* [What the task asks]:
If a line of the material contains "gray", copy it.

* [Supplied material]:
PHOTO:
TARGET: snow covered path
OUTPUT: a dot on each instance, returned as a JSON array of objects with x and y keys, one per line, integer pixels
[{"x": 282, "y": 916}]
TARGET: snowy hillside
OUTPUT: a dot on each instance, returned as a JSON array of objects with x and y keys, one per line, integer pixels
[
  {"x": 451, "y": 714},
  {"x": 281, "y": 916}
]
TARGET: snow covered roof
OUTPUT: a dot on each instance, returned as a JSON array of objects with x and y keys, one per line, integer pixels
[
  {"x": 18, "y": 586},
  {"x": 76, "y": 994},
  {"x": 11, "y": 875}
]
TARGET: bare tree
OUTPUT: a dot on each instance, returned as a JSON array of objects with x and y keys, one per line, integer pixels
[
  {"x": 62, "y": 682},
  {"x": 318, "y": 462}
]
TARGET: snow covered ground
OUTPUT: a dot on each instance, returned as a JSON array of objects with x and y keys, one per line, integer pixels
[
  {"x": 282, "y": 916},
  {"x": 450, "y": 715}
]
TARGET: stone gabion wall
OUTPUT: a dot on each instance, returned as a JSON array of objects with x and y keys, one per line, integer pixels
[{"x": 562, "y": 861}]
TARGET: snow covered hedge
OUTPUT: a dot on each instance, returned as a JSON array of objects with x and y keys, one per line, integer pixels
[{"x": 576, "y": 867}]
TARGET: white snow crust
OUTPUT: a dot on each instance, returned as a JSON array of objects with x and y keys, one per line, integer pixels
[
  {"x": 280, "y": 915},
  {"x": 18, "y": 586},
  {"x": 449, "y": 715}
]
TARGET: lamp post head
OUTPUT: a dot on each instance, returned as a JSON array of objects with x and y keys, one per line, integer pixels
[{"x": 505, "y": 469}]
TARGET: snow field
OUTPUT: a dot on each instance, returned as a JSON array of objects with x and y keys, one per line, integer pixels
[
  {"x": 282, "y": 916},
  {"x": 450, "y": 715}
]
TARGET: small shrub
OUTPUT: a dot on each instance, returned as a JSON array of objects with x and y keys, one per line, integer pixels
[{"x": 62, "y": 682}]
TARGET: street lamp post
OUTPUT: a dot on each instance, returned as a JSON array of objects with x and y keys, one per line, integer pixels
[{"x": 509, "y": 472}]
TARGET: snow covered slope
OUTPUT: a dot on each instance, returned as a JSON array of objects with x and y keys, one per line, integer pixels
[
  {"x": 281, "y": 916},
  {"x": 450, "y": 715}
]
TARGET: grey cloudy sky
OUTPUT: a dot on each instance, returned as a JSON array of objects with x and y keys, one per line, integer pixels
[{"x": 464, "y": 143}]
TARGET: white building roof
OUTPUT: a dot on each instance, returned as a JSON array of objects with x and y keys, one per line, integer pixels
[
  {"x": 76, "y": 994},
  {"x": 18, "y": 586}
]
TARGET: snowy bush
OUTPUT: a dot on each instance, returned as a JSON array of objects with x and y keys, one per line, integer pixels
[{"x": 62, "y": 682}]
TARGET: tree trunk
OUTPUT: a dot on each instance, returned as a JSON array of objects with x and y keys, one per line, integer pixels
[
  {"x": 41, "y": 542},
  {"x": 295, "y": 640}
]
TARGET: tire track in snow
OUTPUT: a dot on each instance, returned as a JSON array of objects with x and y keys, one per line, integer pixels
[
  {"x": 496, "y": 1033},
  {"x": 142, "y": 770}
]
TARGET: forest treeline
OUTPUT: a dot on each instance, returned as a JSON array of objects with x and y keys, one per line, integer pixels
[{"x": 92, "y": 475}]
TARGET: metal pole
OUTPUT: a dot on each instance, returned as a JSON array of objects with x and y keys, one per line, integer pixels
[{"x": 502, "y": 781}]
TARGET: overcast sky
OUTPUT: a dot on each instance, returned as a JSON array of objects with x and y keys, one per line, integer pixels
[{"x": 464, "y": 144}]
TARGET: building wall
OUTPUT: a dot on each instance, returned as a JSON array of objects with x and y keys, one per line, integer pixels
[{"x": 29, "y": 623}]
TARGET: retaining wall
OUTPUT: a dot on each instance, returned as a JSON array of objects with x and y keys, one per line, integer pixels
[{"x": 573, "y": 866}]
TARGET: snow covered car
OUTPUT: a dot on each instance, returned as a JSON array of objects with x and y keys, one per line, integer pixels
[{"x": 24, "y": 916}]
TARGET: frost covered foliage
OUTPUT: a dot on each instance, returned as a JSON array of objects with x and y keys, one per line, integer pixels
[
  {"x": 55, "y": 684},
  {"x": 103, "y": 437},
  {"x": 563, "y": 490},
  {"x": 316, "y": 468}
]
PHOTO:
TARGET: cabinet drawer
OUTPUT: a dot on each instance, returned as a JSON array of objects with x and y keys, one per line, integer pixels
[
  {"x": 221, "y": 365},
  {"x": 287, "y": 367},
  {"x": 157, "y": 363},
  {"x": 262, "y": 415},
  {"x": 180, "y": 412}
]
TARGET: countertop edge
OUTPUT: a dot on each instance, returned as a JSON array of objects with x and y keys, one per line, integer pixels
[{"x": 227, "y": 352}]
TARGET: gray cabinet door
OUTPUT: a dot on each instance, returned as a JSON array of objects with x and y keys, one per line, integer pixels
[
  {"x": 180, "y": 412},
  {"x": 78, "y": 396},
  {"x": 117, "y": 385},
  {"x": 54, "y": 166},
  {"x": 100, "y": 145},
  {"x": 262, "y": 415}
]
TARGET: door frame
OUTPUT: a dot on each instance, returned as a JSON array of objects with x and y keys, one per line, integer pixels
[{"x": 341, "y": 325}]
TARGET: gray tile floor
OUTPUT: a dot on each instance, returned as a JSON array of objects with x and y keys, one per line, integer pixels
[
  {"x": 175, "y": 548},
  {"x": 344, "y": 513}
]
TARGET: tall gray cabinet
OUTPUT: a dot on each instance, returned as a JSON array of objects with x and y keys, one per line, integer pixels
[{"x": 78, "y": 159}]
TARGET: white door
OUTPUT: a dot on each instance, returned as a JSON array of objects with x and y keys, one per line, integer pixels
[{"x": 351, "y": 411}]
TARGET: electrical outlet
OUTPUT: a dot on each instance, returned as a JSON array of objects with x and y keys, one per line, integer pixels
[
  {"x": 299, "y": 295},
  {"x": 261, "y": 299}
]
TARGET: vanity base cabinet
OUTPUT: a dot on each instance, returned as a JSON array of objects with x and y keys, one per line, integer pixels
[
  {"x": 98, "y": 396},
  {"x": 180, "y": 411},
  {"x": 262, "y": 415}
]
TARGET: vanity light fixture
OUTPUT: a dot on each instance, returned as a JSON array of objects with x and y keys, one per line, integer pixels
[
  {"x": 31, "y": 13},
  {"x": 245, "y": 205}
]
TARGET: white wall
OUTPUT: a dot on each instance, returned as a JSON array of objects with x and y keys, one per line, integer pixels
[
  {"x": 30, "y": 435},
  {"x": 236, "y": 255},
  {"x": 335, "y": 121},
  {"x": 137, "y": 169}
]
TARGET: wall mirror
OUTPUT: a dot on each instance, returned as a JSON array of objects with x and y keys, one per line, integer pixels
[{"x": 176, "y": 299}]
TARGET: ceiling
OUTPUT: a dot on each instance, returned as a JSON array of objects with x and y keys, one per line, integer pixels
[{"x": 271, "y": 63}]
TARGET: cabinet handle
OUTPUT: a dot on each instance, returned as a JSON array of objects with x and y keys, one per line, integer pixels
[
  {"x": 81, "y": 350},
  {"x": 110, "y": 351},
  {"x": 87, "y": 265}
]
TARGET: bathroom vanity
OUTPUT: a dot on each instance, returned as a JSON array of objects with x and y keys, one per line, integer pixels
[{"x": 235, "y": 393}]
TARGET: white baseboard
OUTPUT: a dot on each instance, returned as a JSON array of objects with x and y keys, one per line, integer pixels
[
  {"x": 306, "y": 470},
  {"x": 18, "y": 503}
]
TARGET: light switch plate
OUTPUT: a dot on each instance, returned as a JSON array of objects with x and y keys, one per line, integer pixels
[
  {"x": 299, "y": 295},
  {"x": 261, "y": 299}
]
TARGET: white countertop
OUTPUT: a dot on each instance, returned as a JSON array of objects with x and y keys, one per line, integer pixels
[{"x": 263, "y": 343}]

* [Answer to this exercise]:
TARGET: gray cabinet door
TARGET: gray tile floor
TARGET: tall gray cabinet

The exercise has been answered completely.